Excerpt provided |
▼

In a recent media interview, Aberto Weisser, head of the multinational grain company, Bunge, applauded Ottawa's decision to turf the Canadian Wheat Board. Among his other egregious opinions, Weisser remarked that other countries have eliminated board trade because "it's not always well managed."  The 14 international trade investigations of the CWB and the auditor general of Canada would disagree.  ... In reality, it doesn't take a genius to envision a post-CWB world with massive companies ready to descend on a group they perceive to be inefficient - easy targets for corporate profits. Moreover, it's unlikely that a behemoth like Bunge would provide the same level of service and commitment to farmers that the CWB has provided for decades. Like other grain companies, Bunge can barely wait for the change. Understandably, Prairie farmers aren't reciprocating the sentiment.
Star-Phoenix, Don Dutchak, Jul 28 2011

The Canadian Press, Agriculture minister insists he can scrap wheat board monopoly without vote

Canada's agriculture minister says the Canadian Wheat Board's monopoly on wheat and barley sales has got to go if the grain industry is to grow stronger. "The monopoly of the wheat board is standing in the way," Gerry Ritz told a meeting of the Grain Growers of Canada on Wednesday. "What was once Canada's signature crop has fallen behind." He said the country's share of the world wheat market has been cut in half and barley has also suffered as farmers switched to other crops. That falling market share means the board has seen its influence on prices decline.
Scott Edmonds, The Canadian Press, July 29, 2011

Radio Canada, Des agriculteurs des Prairies furieux de ne pas être consultés par le gouvernement

Ottawa consulte en ce moment certaines organisations pour discuter de l'avenir de l'industrie du blé, mais les associations exclues croient que le choix des membres du comité s'avère tendancieux. Des groupes d'agriculteurs des Prairies affichent leur mécontentement de ne pas avoir été invités aux discussions concernant le marché libre qui surviendra une fois le monopole de la Commission canadienne du blé (CCB) aboli. Les consultations entamées par le ministère fédéral de l'Agriculture sont futiles, estime Bob Roehle, membre des Amis de la Commission canadienne du blé. … Un rapport sera rendu au ministre, Gerry Ritz, en septembre prochain.
Radio Canada, le 28 julliet

The  Canadian Press, Farmers voting on wheat board

Farmers are now voting on their future in the Canadian Wheat Board. … Federal Agriculture Minister Gerry Ritz has already said he will ignore the results…. Doug Chorney, chairman of Keystone Agricultural Producers, Manitoba’s largest agriculture organization, says there’s a lot of interest in the issue. “It’s very controversial in the farming community,” said Chorney. “It’s KAP’s policy that farmers be consulted about any changes to CWB.” … Critics of the wheat board say they will boycott the plebiscite. “I’m not participating in this vote,” said Gerrid Gust, chairman of the Western Canadian Wheat Growers Association. “I’m sending mine into the prime minister saying: ‘Your’s is the next vote that counts. You know where I stand.’ ”

▲

Exercise | Reproduce verbatim the passage of the Canadian Wheat Board news excerpts above, from "Scott Edmonds, The" up to and including "en septembre prochain.".

Entries supplied |
▼

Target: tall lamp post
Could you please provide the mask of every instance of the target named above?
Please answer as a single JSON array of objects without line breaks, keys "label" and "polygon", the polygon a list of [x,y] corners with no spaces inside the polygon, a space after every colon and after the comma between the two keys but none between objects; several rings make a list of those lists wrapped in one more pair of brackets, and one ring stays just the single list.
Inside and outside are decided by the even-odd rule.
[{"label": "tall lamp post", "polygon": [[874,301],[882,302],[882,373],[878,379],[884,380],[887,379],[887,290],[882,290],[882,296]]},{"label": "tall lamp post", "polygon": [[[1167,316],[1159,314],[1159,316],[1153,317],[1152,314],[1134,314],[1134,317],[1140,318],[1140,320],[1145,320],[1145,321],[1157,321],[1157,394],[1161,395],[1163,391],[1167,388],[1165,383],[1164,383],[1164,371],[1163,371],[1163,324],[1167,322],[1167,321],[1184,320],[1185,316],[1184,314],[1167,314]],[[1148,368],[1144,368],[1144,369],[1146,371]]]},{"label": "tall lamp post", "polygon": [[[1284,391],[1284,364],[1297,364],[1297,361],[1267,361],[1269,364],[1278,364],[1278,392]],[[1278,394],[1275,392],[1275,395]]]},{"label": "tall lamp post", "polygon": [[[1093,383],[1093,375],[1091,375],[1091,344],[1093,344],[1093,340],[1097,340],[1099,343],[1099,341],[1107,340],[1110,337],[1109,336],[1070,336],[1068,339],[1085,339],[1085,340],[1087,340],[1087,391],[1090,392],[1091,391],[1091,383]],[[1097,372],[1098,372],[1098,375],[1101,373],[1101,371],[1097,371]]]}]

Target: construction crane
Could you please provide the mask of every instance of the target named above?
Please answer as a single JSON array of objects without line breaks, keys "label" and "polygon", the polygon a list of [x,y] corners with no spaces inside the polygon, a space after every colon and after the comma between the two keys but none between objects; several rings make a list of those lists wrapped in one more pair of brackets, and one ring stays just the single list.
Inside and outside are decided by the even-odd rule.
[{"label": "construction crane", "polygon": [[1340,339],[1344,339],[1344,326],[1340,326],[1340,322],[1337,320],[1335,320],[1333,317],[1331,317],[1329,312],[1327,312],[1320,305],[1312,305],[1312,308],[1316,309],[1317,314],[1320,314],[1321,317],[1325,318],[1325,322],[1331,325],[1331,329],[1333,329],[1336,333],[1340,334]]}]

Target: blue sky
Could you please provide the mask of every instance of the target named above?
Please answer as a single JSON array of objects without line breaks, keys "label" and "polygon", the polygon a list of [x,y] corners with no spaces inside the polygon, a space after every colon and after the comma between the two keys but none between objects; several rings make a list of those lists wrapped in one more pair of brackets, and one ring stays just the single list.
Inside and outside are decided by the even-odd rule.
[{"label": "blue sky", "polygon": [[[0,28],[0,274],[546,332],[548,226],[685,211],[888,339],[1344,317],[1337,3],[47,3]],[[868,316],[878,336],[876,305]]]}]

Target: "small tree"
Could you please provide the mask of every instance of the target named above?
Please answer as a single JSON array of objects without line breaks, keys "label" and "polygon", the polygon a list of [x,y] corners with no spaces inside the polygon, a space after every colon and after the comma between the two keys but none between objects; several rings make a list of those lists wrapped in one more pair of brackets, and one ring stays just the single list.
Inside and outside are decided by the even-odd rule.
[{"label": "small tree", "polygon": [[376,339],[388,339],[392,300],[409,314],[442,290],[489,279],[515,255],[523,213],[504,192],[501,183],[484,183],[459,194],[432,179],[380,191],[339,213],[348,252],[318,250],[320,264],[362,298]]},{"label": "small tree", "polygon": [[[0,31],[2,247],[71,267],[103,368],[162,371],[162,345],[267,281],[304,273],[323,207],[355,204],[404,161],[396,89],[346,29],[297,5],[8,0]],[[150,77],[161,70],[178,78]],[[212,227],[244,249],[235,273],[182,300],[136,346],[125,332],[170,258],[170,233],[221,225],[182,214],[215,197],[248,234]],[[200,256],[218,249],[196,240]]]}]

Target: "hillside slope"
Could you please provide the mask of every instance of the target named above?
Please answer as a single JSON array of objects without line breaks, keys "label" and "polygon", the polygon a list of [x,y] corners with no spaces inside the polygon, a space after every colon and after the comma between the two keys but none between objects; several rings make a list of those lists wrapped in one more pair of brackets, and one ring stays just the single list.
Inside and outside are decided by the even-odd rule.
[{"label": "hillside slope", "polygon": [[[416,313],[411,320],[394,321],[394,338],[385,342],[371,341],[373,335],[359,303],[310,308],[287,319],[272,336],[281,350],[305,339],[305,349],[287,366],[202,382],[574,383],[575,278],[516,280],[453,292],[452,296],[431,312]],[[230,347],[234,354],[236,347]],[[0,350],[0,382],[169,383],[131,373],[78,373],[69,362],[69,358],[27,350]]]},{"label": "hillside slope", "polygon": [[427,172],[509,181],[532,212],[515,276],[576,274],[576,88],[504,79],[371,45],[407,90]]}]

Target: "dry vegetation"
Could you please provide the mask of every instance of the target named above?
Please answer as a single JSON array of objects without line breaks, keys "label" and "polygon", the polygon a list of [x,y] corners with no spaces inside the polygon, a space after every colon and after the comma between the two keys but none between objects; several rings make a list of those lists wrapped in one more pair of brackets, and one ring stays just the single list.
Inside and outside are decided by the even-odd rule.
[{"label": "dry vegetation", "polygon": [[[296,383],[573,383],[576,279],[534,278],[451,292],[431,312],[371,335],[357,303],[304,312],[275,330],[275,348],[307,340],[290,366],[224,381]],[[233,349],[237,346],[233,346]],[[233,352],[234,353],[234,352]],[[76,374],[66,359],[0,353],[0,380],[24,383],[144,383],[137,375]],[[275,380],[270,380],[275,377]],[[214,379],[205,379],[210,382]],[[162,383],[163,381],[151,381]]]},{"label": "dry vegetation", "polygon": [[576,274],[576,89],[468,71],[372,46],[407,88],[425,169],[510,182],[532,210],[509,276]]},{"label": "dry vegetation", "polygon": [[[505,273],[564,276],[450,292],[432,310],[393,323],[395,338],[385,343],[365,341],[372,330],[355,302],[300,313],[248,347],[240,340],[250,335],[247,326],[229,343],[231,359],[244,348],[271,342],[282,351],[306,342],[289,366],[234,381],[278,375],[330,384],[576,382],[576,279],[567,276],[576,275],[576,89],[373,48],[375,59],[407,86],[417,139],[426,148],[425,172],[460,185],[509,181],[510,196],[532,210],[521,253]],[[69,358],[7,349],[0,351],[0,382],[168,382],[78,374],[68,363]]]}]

▲

Exercise output |
Scott Edmonds, The Canadian Press, July 29, 2011

Radio Canada, Des agriculteurs des Prairies furieux de ne pas être consultés par le gouvernement

Ottawa consulte en ce moment certaines organisations pour discuter de l'avenir de l'industrie du blé, mais les associations exclues croient que le choix des membres du comité s'avère tendancieux. Des groupes d'agriculteurs des Prairies affichent leur mécontentement de ne pas avoir été invités aux discussions concernant le marché libre qui surviendra une fois le monopole de la Commission canadienne du blé (CCB) aboli. Les consultations entamées par le ministère fédéral de l'Agriculture sont futiles, estime Bob Roehle, membre des Amis de la Commission canadienne du blé. … Un rapport sera rendu au ministre, Gerry Ritz, en septembre prochain.